* _Tasks for this exercise_:
A. From the article on the Colorado Springs police video policy, pull out everything from "Castro added that" down to "any particular incident.".
B. Using the article on the Colorado Springs police video policy, mark each statement yes or no and quote the words that settle it: (i) Colorado House Bill 21-1250 requires body camera footage to be provided within 21 days of a request. (ii) The new policy was developed as a reaction to a particular incident. (iii) An impaneled grand jury would halt the release of video.
C. Carry on the article about the Colorado Springs police video policy from its final sentence.

* _Text passage_:
--- --- ---

The department’s new policy standardizing the approach for the release of information regarding “critical incidents” is a specific recommendation of the 200-page Transparency Matters report on the department’s use of force, released in April.
This new policy, discussed in a January briefing, goes a step beyond what Colorado House Bill 21-1250 now requires of every state and municipal law enforcement agency in the state — to provide body camera footage within 21 days of a request. Even in the case of active ongoing investigations, law enforcement agencies are still to release video within 45 days.
Colorado Springs police say they will automatically release video footage of significant events, with no outside request required.
The city’s current Law Enforcement Transparency and Advisory Committee chairman D’Ontay Roy said he felt the policy change was a step in the right direction.
“I don’t know if it’s going to quell a lot of the tension, but it is a step forward,” he said.
Castro added that the new policy officially took effect Wednesday. She added that the policy was developed as a result of the Transparency Matters report, at the direction of Police Chief Adrian Vasquez who took office last year, as opposed to a reaction to any particular incident.
Department officials cautioned that there could be multiple reasons why video from some incidents are not made public in the 21-day time frame. In situations where there is an ongoing investigation, such as a police use of force during an arrest, there could be a delay in video release. Officials said specific legal proceedings, such as an impaneled grand jury or a court order from a judge, would also halt the release of any video.
Castro said that when there is a delay the department intends to give an explanation as to why video of a given incident is not released.

--- --- ---

(Saved entries)
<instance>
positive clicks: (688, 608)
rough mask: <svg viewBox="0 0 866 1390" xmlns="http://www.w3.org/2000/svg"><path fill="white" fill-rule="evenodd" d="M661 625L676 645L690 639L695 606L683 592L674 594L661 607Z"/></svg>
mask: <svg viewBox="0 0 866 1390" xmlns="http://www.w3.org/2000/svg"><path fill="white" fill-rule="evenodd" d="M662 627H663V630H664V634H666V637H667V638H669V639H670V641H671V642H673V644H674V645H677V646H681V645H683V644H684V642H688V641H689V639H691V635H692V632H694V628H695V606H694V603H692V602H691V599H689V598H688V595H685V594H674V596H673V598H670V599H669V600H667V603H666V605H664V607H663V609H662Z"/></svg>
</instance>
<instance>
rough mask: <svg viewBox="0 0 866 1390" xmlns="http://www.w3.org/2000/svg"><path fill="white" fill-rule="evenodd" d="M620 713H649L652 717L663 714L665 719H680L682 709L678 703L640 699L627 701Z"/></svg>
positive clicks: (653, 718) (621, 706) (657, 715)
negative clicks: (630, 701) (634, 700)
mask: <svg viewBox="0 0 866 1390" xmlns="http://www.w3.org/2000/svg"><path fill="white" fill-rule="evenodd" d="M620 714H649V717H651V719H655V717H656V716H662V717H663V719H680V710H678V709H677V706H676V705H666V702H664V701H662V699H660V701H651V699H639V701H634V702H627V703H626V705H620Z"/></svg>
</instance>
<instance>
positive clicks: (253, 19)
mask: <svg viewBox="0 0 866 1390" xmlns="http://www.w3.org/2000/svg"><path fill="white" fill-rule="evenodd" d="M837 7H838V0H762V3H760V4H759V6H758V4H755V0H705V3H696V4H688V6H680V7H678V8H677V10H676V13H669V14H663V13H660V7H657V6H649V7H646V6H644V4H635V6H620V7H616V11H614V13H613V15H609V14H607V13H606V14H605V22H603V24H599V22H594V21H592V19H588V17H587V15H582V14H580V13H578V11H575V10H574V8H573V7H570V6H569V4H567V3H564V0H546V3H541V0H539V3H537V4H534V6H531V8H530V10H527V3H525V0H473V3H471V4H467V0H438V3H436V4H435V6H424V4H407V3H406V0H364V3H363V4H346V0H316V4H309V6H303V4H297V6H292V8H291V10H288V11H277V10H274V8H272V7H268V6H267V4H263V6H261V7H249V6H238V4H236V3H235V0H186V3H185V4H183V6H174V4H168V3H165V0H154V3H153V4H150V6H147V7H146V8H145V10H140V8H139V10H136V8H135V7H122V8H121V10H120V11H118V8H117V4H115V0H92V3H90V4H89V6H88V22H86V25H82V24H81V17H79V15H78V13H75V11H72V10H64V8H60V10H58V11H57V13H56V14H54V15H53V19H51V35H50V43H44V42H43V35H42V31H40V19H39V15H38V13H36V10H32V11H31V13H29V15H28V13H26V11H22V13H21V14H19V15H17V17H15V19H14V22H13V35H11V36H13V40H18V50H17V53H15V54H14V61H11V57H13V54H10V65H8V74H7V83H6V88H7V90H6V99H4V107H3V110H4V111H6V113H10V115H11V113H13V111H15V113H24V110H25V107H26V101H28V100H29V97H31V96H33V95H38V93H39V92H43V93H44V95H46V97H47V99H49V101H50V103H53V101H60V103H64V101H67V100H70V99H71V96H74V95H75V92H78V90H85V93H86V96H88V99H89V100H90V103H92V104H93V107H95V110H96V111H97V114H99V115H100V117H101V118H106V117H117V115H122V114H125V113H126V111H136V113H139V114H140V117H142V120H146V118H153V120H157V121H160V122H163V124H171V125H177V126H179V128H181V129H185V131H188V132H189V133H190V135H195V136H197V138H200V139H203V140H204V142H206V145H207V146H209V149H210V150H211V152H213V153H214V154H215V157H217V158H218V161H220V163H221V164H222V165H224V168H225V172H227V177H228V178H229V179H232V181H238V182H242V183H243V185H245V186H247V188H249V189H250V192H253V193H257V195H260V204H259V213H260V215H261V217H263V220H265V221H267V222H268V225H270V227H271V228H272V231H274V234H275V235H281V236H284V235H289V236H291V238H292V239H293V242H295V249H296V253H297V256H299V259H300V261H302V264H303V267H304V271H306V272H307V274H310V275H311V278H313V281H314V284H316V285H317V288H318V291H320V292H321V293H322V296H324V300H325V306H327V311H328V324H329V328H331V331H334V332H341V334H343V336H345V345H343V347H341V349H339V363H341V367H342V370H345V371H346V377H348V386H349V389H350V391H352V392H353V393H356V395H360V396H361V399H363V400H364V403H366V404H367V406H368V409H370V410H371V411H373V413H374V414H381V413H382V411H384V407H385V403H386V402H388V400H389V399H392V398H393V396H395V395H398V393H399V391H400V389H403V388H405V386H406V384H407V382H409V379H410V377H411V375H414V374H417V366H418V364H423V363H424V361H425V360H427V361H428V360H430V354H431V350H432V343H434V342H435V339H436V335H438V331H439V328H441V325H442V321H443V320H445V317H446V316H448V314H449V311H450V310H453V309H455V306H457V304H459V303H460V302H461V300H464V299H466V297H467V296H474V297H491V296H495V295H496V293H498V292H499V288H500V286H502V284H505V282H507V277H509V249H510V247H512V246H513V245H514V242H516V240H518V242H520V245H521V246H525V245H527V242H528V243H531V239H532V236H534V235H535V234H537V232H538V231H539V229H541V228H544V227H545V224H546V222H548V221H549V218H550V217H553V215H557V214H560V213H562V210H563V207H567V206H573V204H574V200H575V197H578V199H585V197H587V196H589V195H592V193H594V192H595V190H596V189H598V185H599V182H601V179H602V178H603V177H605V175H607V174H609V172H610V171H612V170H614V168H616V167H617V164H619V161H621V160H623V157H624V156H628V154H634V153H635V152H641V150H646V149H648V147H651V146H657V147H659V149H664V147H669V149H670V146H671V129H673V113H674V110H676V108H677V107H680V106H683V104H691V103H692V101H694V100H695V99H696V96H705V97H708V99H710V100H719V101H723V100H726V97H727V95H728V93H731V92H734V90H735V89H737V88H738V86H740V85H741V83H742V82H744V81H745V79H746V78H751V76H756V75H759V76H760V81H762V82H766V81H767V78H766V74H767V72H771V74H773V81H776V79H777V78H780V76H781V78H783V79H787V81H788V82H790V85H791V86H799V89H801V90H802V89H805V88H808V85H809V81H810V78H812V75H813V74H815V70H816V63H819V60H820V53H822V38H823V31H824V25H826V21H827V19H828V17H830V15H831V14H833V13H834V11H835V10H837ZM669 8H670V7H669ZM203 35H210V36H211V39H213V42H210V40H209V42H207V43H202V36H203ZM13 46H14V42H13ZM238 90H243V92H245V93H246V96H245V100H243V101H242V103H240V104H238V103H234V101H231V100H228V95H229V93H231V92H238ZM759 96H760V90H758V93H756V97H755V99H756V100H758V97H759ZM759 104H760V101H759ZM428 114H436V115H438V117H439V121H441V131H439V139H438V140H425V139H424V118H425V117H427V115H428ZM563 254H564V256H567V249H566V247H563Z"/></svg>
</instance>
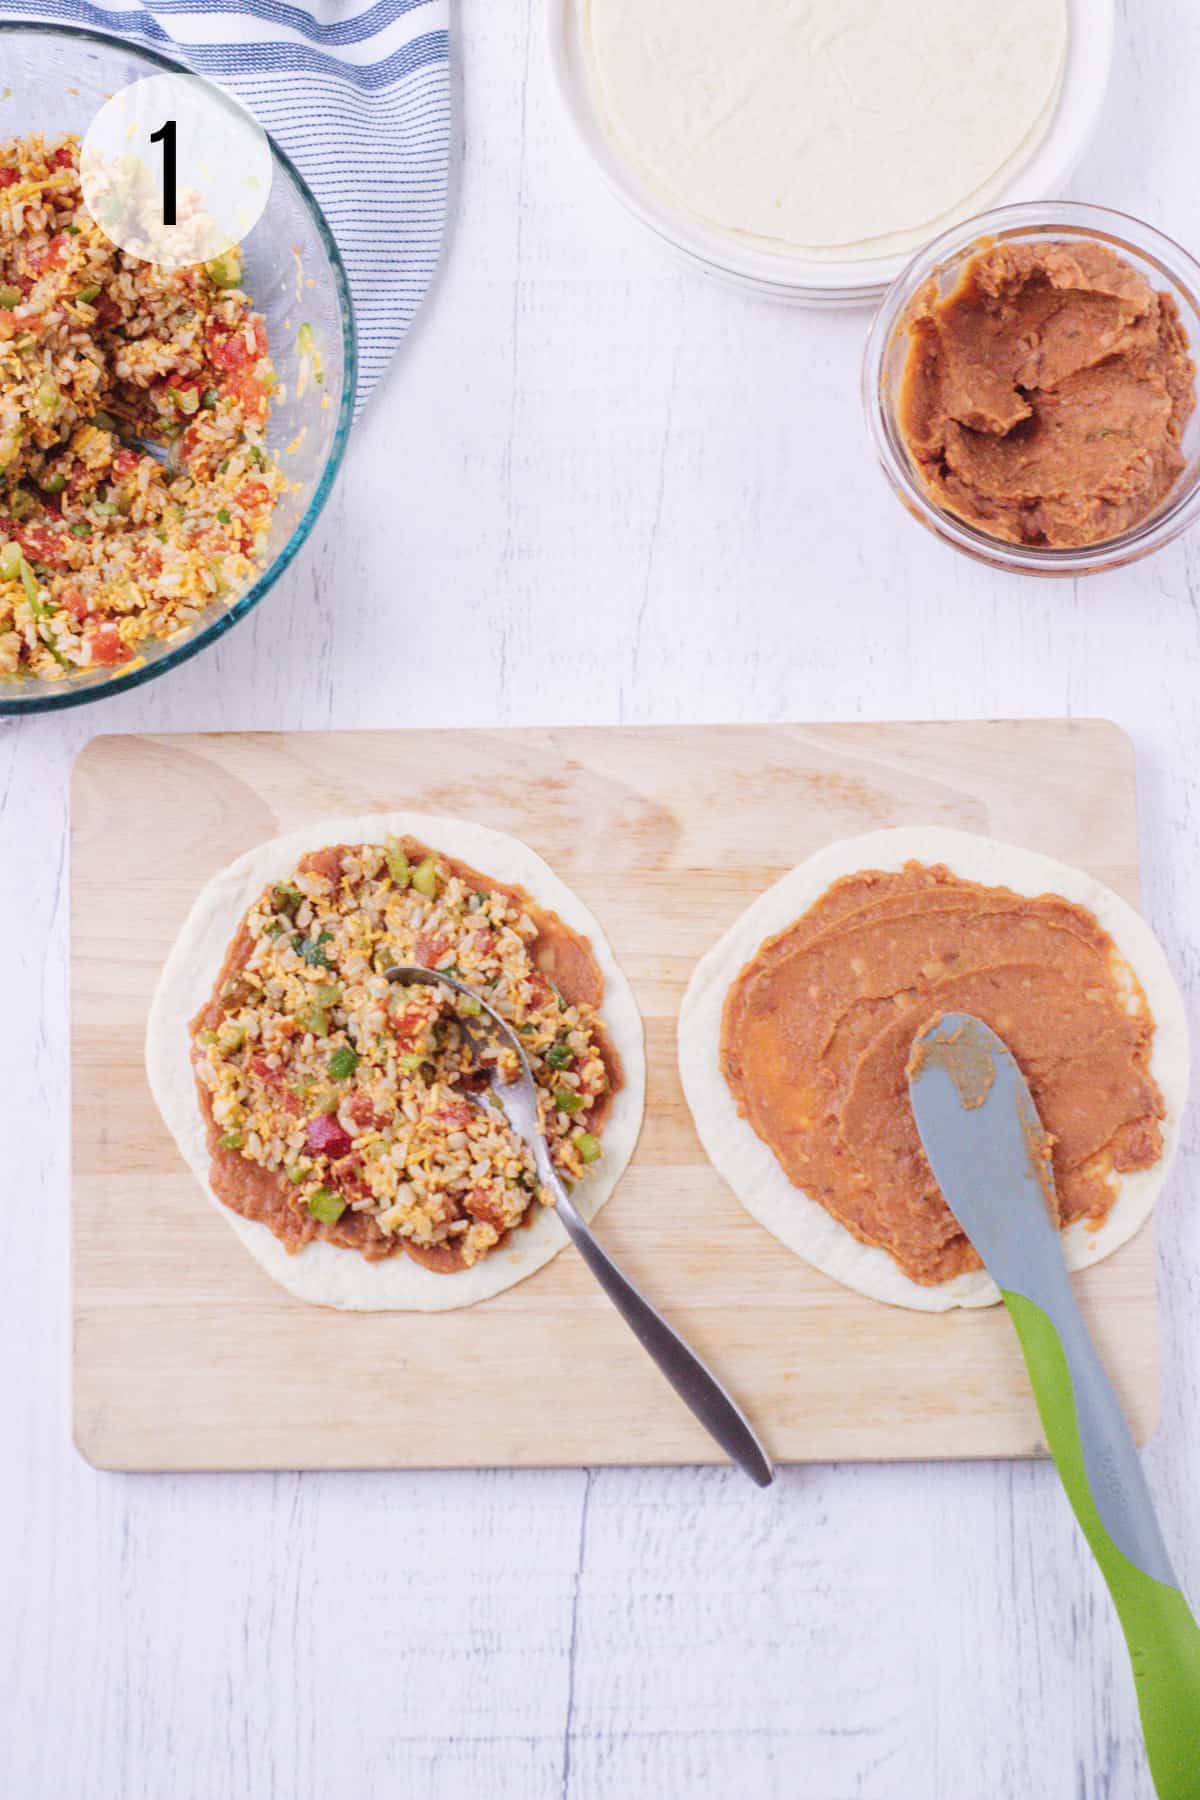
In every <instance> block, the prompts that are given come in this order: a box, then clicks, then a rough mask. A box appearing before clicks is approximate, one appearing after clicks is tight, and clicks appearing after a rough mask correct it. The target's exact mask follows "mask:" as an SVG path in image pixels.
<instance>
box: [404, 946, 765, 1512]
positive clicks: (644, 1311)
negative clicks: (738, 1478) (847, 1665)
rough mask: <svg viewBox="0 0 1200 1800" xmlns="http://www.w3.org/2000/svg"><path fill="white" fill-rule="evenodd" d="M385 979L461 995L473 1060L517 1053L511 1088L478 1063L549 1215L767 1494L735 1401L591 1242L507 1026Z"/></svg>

--- --- ---

* _Answers provided_:
A.
Castro added that the new policy officially took effect Wednesday. She added that the policy was developed as a result of the Transparency Matters report, at the direction of Police Chief Adrian Vasquez who took office last year, as opposed to a reaction to any particular incident.

B.
(i) Yes: "to provide body camera footage within 21 days of a request"
(ii) No: "as opposed to a reaction to any particular incident"
(iii) Yes: "specific legal proceedings, such as an impaneled grand jury or a court order from a judge, would also halt the release of any video"

C.
Other departments’ approaches
“We absolutely support transparency in law enforcement,” Lt. Deborah Mynatt with the El Paso Sheriff’s Office said regarding the policy. “We’re pretty much aligned.”
The Sheriff’s Office routinely investigates situations in which Colorado Springs police officers use force, and vice versa.
While Mynatt said the Sheriff’s Office was still discussing internally whether to copy the Colorado Springs policy entirely, she said the department was definitely working on internal procedures to ensure it would be compliant with state statutes.
Taylor Pendergrass, ACLU Colorado’s director of advocacy and strategic alliances, said that his office had not heard of other Colorado departments being as proactive and transparent with its bodycam footage policy, which he applauded.
The Parker Police Department earned praise from the ACLU for its then nation-leading bodycam use policies. Though that policy doesn’t specifically set a time period for the release of video footage, a spokesman with the department confirmed that it would comply with new state statutes.
The Denver Police Department includes a link to the state law on its records request page, though it, too, does not seem to have any sort of automatic bodycam footage release policy.
Castro said the department’s new policy was modeled after other agencies, including the Los Angeles Police Department.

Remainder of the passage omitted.